▶ **TASK INSTRUCTIONS**
Take the line that has "Where can the sunlit" in it and every line after it to the end of the entries, and reproduce them exactly.

§ §

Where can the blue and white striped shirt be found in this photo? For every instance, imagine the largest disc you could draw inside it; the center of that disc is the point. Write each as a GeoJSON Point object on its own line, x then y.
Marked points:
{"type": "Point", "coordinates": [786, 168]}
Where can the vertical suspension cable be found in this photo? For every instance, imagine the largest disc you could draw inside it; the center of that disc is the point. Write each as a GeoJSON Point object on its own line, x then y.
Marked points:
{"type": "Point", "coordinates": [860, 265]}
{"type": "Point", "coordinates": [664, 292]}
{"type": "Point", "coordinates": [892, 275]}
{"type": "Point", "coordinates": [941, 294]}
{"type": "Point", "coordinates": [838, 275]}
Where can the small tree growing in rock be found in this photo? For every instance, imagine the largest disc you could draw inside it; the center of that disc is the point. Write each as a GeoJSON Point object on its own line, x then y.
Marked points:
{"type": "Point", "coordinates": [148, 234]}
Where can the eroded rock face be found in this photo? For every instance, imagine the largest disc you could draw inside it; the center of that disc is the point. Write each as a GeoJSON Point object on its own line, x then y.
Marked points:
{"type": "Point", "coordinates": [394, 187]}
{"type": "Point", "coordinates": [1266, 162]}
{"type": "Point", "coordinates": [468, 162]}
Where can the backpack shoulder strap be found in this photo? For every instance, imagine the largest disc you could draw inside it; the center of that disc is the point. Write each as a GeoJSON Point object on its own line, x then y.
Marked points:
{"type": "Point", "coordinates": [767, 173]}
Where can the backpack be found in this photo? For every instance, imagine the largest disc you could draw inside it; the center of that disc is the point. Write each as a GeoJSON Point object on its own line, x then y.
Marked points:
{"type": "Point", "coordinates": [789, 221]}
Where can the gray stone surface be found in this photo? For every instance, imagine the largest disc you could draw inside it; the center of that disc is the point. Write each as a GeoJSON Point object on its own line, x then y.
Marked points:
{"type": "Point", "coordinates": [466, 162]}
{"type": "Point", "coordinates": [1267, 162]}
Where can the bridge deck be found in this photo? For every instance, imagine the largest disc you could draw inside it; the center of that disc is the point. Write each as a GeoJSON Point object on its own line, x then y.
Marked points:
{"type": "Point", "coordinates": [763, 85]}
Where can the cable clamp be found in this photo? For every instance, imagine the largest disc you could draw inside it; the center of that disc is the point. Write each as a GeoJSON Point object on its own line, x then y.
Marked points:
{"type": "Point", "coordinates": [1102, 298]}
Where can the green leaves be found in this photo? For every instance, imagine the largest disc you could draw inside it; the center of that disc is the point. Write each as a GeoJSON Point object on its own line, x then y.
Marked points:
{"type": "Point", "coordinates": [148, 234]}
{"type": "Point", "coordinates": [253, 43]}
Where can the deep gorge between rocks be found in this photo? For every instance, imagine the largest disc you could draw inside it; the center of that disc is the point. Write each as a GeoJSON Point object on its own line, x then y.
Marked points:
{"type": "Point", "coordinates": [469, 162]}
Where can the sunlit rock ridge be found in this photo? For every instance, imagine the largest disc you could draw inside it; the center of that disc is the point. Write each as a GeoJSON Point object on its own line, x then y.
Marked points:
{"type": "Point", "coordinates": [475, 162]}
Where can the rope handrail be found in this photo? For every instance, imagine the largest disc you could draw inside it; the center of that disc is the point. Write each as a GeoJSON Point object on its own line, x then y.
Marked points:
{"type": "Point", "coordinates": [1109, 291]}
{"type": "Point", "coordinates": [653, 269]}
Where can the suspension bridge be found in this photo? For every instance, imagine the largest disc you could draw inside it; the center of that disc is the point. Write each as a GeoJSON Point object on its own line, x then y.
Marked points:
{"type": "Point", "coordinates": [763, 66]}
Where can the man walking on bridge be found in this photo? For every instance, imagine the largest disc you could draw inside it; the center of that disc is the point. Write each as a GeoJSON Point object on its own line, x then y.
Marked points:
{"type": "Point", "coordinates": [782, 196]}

§ §

▶ **THE RESPONSE**
Where can the sunlit rock ridge be found in this photo? For every instance, imagine the largest disc you could draw inside it; the center of that disc is the point. Write each as a GeoJSON Point object on its own line, x then y.
Marked points:
{"type": "Point", "coordinates": [475, 162]}
Where can the rope handrail be found in this photo? For every instance, imagine the largest disc you could draw inside it; the center of that disc is the point. Write each as a GeoJSON Point object on its own line, x then y.
Marked points:
{"type": "Point", "coordinates": [1109, 291]}
{"type": "Point", "coordinates": [653, 269]}
Where can the suspension bridge be found in this photo? For every instance, imagine the largest disc you could draw inside it; the center of that disc is the point. Write each as a GeoJSON Point object on its own line, x then y.
Marked points:
{"type": "Point", "coordinates": [763, 66]}
Where can the man walking on bridge be found in this photo? For every instance, imagine the largest disc you could draw inside it; the center of that disc is the point. Write each as a GeoJSON Point object on its own line, x then y.
Marked points:
{"type": "Point", "coordinates": [782, 196]}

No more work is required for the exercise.